_TASKS AND EXERCISES_
1. Reproduce the stretch from "# sarcoglottis sceptrodes?" through "(Sep 13, 2005)" in the orchid care thread, word for word.
2. Carry on the orchid care thread from the point where it stops.

# sarcoglottis sceptrodes?



## Brotherly Monkey (Jul 20, 2010)

I was wondering how to care for this plant? In case it makes any difference, I plan on trying to grow it in my living room, under low light, with average humidity (30-50% during the winter). And currently have it in my terrestrial mix


----------



## littlefrog (Sep 13, 2005)

I don't think you'll have any problems with growing it the way you describe. It does tend to go a little dormant in the winter, especially with lower humidity and temperatures. They can look pretty terrible, don't give up, they come back.

Don't let them dry out completely if they are actively growing. When/if dormant, cut back on the water.


----------



## frogparty (Dec 27, 2007)

Easy to grow for sure. 30% humidity is a bit low but nothing an occasional misting won't help. Summer bloomer for me, definitely an underrated jewel orchid


----------



## Brotherly Monkey (Jul 20, 2010)

littlefrog said:


> I don't think you'll have any problems with growing it the way you describe. It does tend to go a little dormant in the winter, especially with lower humidity and temperatures. They can look pretty terrible, don't give up, they come back.
> 
> Don't let them dry out completely if they are actively growing. When/if dormant, cut back on the water.


Ha~!!! Yeah, like two weeks ago I figured it for dead, but today, to my surprise, noticed some new growth. So I figured I would repot and move it someplace warmer (was growing on the cool side). To see if I saw any improvement


----------



## boabab95 (Nov 5, 2009)

[Point placement listing]
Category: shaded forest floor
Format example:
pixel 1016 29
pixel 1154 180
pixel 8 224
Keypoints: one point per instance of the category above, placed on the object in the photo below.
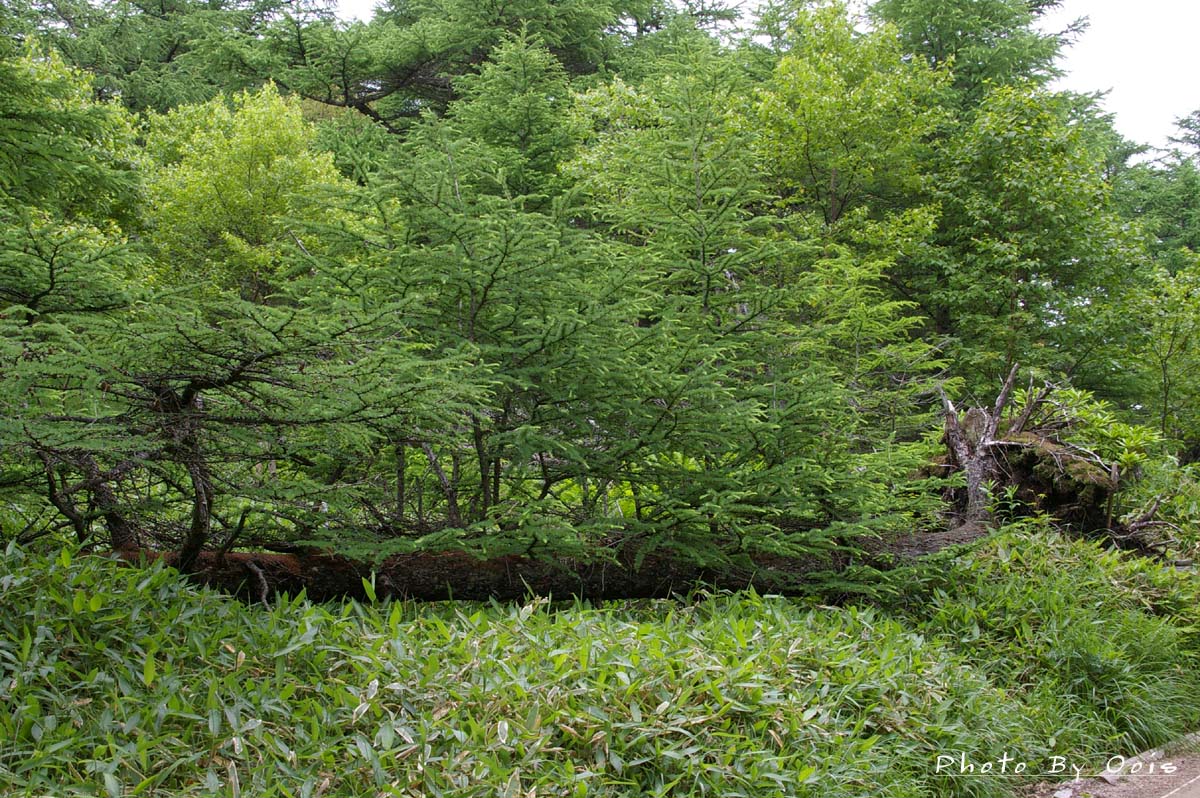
pixel 125 678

_RESULTS FOR THE EXERCISE_
1.
# sarcoglottis sceptrodes?



## Brotherly Monkey (Jul 20, 2010)

I was wondering how to care for this plant? In case it makes any difference, I plan on trying to grow it in my living room, under low light, with average humidity (30-50% during the winter). And currently have it in my terrestrial mix


----------



## littlefrog (Sep 13, 2005)

2.
I love these orchids!! very easy to care for... BUT, i find they are prone to "sunburnt" leaves with even a little bit too much light...

this is how i grow mine, its with a L.discolour and L.discolor 'alba'...

it has about 1.5'' of sphagnum moss and bark, then like 6'' of leaf litter. it's in the corner of my room with the closest light being about 10' away.


----------



## candm519 (Oct 15, 2006)

This came in named Cyclopogon wexleyanus, and is happy living at the dimmer end of my big mixed tank, (pic taken when fairly newly planted). 

It hasn't flowered yet, but the foliage appears very similar to Sarcoglottis. Is it a different plant?

When I planted this, I buried all the visible roots, but subsequent growth indicates it probably would prefer the crown at surface level, with some fat furry white roots showing.

For me, it has spread only vegetatively. Like some other jewel orchids, it tends to grow tall, flop over, and grow new crowns from nodes touching soil. I expect it would like some leaf litter too, seeing your pictures.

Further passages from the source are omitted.